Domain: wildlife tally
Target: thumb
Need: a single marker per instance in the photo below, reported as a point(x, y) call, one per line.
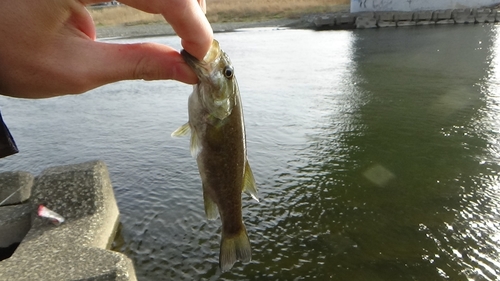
point(104, 63)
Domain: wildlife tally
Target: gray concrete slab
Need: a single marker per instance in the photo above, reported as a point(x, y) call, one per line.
point(445, 22)
point(324, 21)
point(483, 15)
point(463, 16)
point(345, 19)
point(386, 23)
point(17, 185)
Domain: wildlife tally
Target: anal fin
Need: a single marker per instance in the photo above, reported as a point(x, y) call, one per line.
point(233, 249)
point(249, 184)
point(181, 131)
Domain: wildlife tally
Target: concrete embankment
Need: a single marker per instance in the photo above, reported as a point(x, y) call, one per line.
point(393, 19)
point(74, 250)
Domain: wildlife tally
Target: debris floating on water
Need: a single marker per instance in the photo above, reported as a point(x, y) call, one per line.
point(53, 217)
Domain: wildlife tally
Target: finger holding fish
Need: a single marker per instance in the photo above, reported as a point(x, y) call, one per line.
point(218, 143)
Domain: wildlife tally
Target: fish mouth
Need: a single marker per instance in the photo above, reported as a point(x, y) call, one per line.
point(202, 67)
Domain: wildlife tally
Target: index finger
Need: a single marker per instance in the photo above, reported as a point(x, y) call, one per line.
point(187, 19)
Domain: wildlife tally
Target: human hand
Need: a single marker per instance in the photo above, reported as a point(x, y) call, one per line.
point(48, 47)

-- -- --

PROBLEM REQUIREMENTS: Exact duplication of all the records is required; pictures are omitted from the copy.

FINISHED ANSWER:
Domain: wildlife tally
Target: thumb
Need: a single marker per instance in the photo below, reported as a point(x, y) call, one per line.
point(104, 63)
Domain: wildlife tally
Target: gray concrete slab
Need: a single marker per instance in the photo above, reported as a point(x, y) call, one per line.
point(445, 22)
point(324, 21)
point(483, 15)
point(463, 16)
point(345, 19)
point(386, 23)
point(17, 185)
Domain: wildlife tally
Target: anal fin
Need: a single marker per instance in the photo above, reported as a point(x, y) call, one per line.
point(233, 249)
point(249, 184)
point(181, 131)
Domain: wildlife tally
Target: concrete embankment
Need: a single marker per instance in the photo above, reported as a point(x, y) call, one per line.
point(393, 19)
point(74, 250)
Domain: wildlife tally
Target: debris floating on water
Need: a single marker per instance in the photo above, reported as a point(x, y) call, one per line.
point(53, 217)
Domain: wildlife tally
Target: finger holding fish
Need: a single marker per instance in the photo above, reported as a point(x, y) call, one per line.
point(218, 143)
Domain: wildlife tally
Target: fish mouth
Need: a single marker per instance in the photo above, reported as a point(x, y) call, one per line.
point(202, 67)
Domain: wildlife tally
Target: index finger
Need: a single marker per instance in the photo above, reported as a point(x, y) call, one per line.
point(187, 19)
Domain: wildlife tally
Target: human hand
Need: a single marker per instance in the photo above, reported as a point(x, y) call, one per line.
point(48, 47)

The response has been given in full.